▶ [EXERCISE]
Please locate every line in the items below that contains the string "pitcher", and copy each such line.

Stored data entries:
***
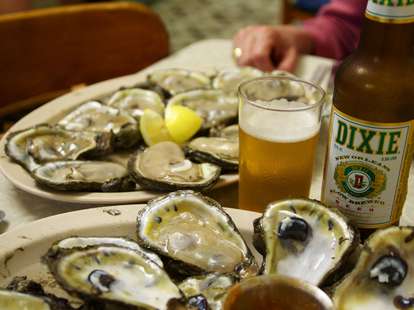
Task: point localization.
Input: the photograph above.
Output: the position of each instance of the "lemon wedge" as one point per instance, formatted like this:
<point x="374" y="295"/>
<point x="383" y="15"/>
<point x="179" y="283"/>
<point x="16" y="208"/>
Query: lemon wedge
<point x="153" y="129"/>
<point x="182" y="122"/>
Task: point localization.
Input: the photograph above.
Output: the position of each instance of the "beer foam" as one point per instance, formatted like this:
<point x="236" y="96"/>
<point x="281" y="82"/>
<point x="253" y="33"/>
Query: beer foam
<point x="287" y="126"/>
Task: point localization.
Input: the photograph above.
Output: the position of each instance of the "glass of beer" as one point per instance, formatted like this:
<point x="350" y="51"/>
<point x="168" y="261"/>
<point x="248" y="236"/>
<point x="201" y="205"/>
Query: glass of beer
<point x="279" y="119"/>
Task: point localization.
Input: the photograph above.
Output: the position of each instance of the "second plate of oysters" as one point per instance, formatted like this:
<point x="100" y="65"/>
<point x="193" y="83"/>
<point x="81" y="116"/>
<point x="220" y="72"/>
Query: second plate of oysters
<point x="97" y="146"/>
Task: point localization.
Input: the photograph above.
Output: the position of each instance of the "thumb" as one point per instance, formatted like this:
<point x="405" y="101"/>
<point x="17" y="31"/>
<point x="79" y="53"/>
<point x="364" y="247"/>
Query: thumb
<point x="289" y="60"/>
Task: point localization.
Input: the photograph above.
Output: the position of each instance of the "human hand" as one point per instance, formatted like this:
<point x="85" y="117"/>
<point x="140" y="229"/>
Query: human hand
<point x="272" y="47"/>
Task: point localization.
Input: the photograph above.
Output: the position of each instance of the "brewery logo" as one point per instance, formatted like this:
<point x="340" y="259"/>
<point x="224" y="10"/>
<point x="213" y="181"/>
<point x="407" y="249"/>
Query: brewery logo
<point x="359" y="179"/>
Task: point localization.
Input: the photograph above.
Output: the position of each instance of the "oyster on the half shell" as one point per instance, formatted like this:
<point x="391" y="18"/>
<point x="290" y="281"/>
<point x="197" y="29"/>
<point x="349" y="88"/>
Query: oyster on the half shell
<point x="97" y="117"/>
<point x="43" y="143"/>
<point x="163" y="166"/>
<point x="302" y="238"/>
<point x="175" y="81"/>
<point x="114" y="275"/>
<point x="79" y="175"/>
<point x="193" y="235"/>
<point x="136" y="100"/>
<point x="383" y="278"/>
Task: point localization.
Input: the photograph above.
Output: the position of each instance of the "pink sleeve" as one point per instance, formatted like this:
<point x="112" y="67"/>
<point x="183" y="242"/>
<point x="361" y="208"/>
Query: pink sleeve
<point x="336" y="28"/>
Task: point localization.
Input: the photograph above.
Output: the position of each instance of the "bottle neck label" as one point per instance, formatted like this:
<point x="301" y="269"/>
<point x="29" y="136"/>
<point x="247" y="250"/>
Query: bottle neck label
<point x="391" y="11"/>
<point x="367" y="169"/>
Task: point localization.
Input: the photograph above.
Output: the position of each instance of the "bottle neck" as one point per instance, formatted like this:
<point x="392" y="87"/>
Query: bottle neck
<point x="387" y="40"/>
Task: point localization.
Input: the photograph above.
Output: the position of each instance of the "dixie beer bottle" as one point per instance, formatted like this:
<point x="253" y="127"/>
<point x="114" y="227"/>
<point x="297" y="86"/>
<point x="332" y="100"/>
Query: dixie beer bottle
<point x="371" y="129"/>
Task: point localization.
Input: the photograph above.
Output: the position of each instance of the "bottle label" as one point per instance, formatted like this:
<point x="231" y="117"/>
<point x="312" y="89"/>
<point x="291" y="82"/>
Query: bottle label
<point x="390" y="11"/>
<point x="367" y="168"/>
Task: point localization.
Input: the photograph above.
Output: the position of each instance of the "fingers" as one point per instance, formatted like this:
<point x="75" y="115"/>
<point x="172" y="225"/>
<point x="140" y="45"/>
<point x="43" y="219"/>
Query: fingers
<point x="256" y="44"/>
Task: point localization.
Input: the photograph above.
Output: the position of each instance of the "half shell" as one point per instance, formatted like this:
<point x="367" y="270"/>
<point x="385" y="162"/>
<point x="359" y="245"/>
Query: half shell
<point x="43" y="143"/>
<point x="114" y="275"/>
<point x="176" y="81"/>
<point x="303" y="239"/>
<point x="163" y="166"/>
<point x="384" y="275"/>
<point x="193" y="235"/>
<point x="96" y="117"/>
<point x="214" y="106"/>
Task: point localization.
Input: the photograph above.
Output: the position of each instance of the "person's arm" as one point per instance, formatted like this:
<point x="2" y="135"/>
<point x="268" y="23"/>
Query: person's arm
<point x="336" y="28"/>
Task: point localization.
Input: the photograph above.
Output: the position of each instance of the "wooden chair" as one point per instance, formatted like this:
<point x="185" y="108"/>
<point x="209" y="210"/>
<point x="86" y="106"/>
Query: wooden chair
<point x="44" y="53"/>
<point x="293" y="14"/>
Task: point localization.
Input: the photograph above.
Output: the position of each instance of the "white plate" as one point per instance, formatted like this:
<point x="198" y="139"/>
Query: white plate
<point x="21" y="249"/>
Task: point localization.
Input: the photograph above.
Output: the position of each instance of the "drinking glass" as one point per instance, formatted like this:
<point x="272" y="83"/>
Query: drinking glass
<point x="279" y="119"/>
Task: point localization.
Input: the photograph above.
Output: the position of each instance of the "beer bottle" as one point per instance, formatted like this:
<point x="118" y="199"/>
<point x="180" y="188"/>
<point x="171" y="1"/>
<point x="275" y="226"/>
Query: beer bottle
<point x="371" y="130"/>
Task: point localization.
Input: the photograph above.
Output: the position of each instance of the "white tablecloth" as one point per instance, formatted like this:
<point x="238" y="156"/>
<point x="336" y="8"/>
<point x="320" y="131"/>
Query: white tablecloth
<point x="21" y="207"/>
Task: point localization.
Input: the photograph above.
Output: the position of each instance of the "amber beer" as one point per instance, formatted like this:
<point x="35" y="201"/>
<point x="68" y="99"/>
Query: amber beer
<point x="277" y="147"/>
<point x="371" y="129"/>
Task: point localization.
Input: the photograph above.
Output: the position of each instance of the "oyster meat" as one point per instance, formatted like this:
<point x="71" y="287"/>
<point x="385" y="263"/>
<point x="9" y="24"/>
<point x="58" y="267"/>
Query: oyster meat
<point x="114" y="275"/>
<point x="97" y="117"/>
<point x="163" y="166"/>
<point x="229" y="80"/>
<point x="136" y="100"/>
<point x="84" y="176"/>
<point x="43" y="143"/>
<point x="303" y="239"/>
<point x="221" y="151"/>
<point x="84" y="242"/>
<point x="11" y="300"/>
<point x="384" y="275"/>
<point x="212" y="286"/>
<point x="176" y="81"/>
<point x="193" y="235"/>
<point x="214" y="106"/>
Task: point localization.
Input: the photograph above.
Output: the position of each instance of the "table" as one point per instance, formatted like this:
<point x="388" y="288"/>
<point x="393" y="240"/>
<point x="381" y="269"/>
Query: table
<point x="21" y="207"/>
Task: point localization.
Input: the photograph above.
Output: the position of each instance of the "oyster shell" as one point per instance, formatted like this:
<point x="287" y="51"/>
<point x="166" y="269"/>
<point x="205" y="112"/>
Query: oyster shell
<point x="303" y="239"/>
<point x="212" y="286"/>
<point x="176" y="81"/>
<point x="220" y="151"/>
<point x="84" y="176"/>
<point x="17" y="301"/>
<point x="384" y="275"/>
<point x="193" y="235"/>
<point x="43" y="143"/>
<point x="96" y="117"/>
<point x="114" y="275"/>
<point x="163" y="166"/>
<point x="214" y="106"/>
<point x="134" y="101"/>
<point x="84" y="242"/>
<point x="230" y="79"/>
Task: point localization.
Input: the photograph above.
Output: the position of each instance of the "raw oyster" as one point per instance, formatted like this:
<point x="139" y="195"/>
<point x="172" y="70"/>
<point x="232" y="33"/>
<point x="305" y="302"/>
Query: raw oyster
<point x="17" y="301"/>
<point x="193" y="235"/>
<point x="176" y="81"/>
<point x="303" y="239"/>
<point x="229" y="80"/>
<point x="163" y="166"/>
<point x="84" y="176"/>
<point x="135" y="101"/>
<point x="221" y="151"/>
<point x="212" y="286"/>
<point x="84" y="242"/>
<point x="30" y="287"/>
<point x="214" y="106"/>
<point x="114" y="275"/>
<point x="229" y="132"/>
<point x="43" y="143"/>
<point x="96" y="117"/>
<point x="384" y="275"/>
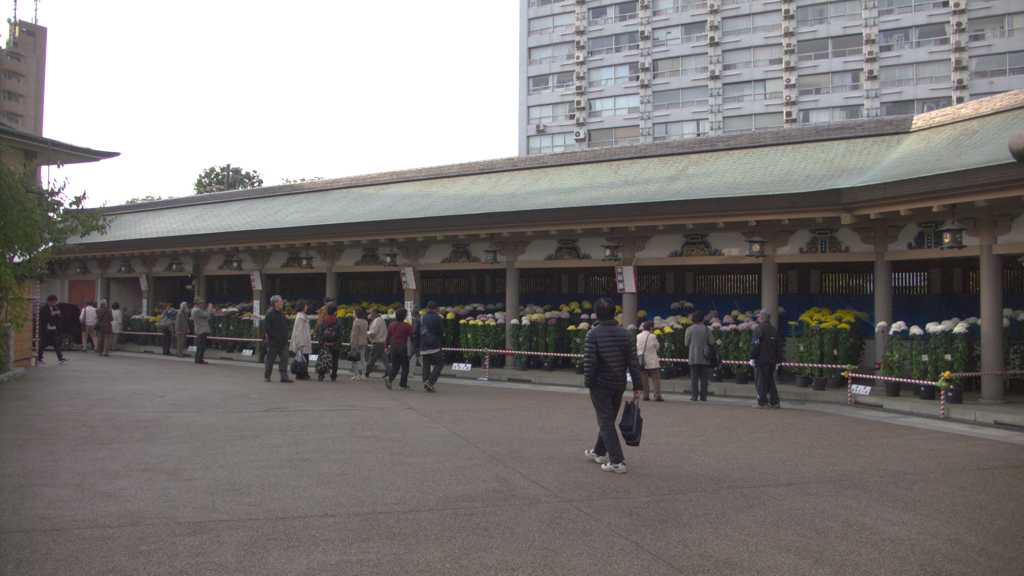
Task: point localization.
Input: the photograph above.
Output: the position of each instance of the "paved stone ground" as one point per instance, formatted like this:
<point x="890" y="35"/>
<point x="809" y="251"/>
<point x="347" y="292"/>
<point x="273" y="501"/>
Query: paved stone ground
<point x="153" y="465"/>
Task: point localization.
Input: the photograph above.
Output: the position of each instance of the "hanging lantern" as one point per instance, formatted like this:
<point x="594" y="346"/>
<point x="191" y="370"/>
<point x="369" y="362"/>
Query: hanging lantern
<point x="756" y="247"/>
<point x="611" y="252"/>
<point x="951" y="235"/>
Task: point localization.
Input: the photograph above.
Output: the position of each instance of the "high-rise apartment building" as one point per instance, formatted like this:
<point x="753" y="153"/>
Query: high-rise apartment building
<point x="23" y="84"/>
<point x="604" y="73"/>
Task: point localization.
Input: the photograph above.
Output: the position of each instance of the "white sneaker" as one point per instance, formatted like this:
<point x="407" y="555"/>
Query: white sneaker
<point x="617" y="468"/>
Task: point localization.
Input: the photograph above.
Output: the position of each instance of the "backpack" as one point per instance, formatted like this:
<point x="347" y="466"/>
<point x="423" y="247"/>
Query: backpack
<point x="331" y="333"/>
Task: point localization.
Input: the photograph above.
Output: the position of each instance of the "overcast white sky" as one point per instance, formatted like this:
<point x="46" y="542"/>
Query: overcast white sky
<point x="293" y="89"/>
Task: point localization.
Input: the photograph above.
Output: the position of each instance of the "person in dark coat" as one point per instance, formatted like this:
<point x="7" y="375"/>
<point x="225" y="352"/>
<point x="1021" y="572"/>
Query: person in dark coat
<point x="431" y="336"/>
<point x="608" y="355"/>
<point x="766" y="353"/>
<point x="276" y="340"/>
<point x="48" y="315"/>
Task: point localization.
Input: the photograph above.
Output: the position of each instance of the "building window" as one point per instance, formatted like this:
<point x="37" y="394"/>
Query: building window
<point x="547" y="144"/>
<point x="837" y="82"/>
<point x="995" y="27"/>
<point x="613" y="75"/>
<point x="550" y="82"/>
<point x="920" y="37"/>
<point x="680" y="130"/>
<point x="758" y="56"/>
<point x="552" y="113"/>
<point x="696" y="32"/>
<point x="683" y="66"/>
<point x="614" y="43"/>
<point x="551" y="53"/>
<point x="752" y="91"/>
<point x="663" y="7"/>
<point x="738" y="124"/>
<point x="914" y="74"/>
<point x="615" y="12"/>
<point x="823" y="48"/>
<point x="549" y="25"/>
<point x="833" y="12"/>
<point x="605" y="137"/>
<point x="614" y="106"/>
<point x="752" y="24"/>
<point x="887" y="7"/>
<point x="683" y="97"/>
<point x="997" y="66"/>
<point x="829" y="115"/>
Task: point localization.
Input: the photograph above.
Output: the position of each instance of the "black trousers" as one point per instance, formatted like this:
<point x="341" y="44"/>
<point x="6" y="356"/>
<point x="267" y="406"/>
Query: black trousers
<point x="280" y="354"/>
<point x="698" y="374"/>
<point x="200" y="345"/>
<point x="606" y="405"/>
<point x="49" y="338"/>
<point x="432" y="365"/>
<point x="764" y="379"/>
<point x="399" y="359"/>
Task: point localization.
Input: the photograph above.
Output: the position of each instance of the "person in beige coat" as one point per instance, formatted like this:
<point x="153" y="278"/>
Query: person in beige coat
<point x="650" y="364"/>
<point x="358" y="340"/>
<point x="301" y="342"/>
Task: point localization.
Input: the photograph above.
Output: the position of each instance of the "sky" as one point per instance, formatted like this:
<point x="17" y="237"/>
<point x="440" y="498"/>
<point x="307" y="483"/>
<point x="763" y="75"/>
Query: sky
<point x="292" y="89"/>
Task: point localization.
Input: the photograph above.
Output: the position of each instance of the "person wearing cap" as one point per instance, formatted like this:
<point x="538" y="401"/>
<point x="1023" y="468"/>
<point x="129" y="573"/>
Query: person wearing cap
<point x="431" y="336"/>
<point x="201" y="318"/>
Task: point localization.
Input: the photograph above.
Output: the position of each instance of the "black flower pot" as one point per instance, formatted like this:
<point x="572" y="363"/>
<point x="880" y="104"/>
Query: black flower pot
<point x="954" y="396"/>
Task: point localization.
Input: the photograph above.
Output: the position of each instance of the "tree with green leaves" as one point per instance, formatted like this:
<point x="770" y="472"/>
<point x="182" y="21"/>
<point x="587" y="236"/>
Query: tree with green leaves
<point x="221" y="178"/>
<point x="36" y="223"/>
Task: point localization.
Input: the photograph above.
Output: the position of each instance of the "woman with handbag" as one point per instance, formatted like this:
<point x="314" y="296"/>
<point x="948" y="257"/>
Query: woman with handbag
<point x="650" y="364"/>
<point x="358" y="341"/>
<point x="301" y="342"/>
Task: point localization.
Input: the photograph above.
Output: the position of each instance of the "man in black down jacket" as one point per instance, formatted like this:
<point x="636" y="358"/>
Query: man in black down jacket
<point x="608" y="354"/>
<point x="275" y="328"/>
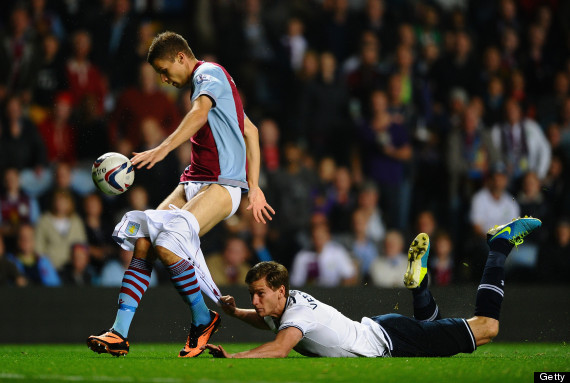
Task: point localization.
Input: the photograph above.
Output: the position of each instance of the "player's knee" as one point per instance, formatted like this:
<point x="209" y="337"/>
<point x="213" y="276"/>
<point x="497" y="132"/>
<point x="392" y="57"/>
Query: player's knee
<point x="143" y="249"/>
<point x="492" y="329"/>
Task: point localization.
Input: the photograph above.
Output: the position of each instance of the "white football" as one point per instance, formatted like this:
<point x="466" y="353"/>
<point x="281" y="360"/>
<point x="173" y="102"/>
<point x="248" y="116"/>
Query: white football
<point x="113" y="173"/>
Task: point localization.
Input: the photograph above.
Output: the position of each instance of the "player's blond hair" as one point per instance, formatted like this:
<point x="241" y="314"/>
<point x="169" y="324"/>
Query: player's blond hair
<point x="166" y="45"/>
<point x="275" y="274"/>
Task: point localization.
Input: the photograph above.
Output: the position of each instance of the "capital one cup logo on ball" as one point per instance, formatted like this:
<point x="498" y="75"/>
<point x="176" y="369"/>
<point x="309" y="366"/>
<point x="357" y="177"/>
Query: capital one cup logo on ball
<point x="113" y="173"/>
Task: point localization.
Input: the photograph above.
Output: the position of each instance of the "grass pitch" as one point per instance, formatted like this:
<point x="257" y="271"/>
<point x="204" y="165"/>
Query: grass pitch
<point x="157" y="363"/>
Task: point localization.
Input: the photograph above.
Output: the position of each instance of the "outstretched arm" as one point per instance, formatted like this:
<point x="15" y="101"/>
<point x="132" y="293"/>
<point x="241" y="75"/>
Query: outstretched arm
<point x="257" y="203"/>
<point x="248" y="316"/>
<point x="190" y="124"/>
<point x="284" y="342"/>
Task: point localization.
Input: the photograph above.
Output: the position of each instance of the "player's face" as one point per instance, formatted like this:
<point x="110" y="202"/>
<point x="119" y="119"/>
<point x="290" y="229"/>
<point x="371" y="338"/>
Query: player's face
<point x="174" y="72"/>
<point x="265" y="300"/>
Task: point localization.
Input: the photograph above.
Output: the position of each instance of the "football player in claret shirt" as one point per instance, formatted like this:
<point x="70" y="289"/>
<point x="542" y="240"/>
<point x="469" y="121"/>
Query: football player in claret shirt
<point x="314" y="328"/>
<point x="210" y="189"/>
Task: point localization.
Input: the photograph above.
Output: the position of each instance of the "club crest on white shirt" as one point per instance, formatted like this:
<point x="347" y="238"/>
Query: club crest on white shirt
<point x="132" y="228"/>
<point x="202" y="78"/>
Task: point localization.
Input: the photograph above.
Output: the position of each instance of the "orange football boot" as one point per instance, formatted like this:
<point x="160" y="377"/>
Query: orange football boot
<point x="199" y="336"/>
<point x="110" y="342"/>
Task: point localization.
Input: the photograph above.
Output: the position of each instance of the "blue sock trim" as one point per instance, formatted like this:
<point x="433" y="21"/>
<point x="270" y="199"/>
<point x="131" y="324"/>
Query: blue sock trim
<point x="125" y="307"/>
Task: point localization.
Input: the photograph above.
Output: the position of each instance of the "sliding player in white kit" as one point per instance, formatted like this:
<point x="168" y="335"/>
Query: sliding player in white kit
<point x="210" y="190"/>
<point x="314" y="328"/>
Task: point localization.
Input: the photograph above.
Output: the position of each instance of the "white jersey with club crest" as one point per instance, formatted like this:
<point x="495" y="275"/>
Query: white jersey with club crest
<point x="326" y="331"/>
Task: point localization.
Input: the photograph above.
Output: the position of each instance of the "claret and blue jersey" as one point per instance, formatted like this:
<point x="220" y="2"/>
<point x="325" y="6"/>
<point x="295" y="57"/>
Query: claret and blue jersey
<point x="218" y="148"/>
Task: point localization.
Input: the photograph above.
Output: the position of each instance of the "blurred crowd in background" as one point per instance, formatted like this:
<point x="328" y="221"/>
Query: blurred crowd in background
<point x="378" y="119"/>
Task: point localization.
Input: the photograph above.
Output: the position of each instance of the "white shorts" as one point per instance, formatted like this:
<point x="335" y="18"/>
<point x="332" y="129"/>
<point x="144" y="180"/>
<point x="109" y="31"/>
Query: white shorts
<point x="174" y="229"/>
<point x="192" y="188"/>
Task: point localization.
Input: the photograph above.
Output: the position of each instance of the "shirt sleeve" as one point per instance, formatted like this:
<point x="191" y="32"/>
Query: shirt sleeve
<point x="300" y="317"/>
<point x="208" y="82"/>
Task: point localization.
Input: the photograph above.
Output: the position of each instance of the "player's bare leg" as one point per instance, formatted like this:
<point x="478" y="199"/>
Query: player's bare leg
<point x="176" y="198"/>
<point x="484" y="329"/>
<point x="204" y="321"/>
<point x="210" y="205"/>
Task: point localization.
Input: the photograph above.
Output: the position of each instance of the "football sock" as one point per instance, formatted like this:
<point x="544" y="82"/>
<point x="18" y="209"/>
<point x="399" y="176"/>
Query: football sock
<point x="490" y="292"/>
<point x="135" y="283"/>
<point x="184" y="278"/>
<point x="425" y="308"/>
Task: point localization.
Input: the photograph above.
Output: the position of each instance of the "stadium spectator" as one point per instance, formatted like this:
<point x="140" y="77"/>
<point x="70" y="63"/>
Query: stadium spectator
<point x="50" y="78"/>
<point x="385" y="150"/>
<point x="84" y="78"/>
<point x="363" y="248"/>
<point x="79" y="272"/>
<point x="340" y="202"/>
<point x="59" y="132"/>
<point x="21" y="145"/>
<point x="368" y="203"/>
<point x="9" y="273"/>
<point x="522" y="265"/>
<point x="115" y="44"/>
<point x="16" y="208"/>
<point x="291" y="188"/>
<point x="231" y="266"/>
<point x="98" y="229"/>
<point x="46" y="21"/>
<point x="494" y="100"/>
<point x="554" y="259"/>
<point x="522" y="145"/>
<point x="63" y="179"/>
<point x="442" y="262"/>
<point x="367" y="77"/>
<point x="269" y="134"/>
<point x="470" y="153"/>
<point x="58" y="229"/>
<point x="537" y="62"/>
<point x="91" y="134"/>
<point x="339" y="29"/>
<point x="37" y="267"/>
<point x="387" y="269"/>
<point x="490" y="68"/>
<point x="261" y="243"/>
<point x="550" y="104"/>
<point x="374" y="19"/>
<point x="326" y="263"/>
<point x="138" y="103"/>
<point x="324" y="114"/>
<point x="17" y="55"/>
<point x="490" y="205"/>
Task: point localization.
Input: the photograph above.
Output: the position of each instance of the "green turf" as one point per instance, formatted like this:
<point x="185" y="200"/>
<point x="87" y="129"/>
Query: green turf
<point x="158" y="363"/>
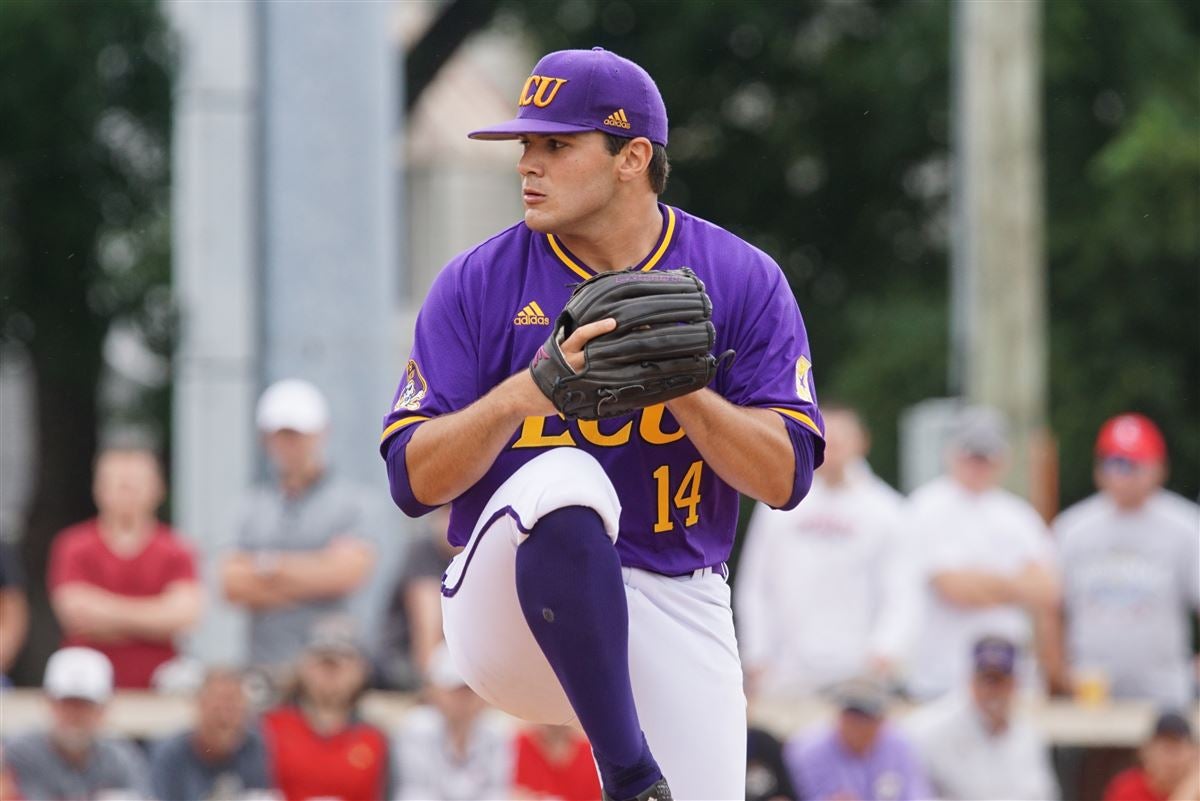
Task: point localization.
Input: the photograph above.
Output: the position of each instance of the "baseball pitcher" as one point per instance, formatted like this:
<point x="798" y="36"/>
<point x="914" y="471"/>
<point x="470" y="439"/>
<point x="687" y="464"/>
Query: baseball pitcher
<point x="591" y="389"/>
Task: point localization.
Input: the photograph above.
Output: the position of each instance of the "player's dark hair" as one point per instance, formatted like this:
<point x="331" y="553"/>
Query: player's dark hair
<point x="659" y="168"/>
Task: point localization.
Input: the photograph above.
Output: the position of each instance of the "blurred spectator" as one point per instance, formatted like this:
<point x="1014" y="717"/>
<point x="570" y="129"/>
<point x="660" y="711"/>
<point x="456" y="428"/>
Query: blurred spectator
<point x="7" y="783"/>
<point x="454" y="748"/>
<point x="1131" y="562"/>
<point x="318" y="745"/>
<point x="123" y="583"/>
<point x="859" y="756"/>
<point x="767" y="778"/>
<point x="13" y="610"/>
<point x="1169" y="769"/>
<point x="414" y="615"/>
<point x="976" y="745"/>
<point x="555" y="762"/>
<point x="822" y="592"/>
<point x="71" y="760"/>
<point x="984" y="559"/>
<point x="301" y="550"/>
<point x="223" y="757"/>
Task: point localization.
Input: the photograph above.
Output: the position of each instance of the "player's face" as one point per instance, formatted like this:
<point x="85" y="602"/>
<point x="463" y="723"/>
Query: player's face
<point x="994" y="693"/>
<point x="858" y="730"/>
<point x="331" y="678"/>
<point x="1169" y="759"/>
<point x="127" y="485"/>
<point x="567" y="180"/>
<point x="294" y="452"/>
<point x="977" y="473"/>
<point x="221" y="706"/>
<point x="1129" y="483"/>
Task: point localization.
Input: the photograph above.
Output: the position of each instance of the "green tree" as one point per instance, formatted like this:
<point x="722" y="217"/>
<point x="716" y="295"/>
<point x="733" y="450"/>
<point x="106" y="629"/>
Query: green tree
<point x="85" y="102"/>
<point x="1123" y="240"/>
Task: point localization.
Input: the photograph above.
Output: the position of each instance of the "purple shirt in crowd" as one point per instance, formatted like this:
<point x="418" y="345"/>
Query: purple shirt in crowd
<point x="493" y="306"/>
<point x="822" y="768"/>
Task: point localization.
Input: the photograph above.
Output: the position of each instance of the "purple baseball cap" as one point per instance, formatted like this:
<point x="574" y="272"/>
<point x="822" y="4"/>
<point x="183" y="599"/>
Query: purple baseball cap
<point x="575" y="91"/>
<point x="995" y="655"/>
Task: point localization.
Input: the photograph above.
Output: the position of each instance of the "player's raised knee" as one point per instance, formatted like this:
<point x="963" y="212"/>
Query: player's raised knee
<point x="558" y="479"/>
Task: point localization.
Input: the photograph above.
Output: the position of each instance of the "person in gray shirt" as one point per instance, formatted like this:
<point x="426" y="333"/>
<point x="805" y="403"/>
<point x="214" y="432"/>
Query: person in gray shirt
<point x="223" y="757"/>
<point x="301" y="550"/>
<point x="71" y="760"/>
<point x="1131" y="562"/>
***
▶ [EXERCISE RESULT]
Output: the position of each instance of the "baseball pitcher" as one point per instance, formatted like this:
Query: baseball pitcher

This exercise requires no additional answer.